- WORK REQUEST
In the entries below, count every line that has the string "bride", and answer with that count alone.
::::
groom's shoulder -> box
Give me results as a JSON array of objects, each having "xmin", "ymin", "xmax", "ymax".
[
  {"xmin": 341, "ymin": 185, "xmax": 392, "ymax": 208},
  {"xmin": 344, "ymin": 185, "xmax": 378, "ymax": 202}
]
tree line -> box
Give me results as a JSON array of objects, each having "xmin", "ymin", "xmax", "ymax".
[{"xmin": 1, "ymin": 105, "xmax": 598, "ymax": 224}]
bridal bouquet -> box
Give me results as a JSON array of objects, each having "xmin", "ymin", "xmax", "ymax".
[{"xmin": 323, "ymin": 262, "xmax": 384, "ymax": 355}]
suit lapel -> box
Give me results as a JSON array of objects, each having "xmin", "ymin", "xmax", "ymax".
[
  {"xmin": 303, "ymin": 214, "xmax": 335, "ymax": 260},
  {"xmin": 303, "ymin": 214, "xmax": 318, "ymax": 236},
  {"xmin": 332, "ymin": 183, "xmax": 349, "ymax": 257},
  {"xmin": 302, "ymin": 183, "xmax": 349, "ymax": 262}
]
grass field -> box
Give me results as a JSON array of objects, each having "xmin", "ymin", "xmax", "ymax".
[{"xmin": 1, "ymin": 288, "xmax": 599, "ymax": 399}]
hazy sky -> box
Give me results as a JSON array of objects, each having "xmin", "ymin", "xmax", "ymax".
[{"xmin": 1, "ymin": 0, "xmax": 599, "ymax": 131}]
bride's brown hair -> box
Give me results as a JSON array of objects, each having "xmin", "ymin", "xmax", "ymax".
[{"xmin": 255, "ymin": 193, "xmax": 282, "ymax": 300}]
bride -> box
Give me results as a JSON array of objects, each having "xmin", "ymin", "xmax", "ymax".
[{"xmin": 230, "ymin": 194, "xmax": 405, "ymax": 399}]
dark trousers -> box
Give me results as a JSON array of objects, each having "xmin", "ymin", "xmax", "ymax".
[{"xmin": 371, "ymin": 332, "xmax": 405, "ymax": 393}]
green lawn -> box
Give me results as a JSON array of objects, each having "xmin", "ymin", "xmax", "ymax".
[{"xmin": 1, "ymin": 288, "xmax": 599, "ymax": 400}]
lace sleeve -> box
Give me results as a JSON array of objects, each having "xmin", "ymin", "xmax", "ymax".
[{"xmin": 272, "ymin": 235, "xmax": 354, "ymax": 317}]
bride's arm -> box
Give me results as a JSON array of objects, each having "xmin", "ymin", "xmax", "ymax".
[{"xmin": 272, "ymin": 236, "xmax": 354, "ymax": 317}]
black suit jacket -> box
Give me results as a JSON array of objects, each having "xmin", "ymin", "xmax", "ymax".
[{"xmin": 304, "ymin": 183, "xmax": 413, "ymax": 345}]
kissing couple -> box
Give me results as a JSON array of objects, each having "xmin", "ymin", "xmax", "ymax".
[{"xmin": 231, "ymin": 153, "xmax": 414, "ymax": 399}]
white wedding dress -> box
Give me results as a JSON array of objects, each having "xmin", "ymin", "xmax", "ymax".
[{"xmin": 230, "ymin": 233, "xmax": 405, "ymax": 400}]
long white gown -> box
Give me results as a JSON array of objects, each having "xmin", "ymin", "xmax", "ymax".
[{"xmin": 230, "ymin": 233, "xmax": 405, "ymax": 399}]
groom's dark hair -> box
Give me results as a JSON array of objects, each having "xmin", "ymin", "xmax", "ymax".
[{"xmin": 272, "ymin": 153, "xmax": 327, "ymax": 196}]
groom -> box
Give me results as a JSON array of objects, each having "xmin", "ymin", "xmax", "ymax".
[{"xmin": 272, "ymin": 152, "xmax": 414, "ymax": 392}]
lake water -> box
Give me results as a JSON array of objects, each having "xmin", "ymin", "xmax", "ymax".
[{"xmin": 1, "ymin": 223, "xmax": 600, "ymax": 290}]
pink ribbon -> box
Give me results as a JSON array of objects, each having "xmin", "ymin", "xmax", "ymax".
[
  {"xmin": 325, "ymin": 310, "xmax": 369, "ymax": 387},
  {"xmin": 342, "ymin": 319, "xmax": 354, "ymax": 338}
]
::::
- TASK SOLUTION
3